━━━ Material provided ━━━
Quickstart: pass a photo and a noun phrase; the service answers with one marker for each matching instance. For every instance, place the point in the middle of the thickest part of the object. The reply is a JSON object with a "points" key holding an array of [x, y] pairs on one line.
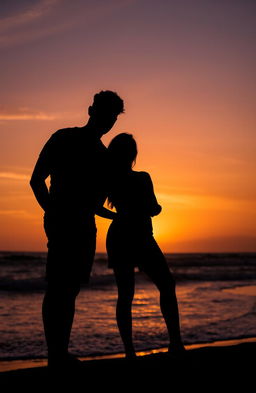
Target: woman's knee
{"points": [[64, 291]]}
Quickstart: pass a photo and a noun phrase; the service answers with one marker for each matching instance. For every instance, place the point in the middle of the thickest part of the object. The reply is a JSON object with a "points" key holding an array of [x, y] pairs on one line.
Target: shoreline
{"points": [[20, 364], [215, 368]]}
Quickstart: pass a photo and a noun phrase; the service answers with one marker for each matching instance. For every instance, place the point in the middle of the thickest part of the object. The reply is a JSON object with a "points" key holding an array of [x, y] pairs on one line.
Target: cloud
{"points": [[24, 113], [14, 176], [48, 17]]}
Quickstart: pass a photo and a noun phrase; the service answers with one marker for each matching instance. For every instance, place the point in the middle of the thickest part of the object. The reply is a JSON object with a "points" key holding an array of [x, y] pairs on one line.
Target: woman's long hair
{"points": [[122, 153]]}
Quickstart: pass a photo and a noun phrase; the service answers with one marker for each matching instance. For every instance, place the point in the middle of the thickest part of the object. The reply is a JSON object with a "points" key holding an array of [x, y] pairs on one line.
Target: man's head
{"points": [[107, 105]]}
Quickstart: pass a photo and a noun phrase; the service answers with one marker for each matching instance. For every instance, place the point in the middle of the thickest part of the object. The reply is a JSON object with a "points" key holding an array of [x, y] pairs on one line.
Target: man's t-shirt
━━━
What the task asks
Render the entire listing above as a JSON array of strings, with one string for each line and no blank lines. Leave the pictures out.

Full response
[
  "Quickstart: pass a photo and a noun phrase; the service answers with one marker for each matching instance. For every instance, place the point in the middle of the thickest part of the object. The reply is a JSON object with a \"points\" key holding an array of [x, y] pairs on one line.",
  "Target: woman's knee",
  "{\"points\": [[64, 291]]}",
  "Quickstart: pass a photo and a noun phrase; the service answers with one marker for each matching instance. For every instance, place the point in the middle of the thickest part of the object. The reply is a JSON object with a \"points\" key holding an array of [x, y] pairs on one line.",
  "Target: shoreline",
  "{\"points\": [[20, 364], [215, 368]]}",
  "Quickstart: pass a photo and a noun phrase; the service answers with one marker for each matching instance. For every instance, place the point in the middle of the thickest part of the object. The reply is a JSON object with a \"points\" key holding an array of [x, y] pairs on one line.",
  "Target: cloud",
  "{\"points\": [[24, 113], [14, 176], [48, 17]]}",
  "Quickstart: pass a photo and a noun phrase; the service answers with one marker for each matching instance. For every instance, place the point in the middle of the thickest part of the object. The reply is a JSON object with a \"points\" key holding an array of [x, y] pairs on one line.",
  "Target: woman's long hair",
  "{\"points\": [[122, 153]]}",
  "Quickstart: pass a photo and a noun phrase; the service answers with one marker for each matching instance. For every instance, place the point in the middle of the thickest part of the object. The reply is a JSON object with a \"points\" key holding an array of [x, y] pairs on one line.",
  "Target: man's head",
  "{\"points\": [[107, 105]]}",
  "Quickstart: pass a photo and a noun phrase; the service answers with one marker for each matching instance. For every instance, place the point in the middle of the thickest part of the object. The reply is a JSON object with a \"points\" key holding an array of [x, y] pairs on one line.",
  "Target: man's t-shirt"
]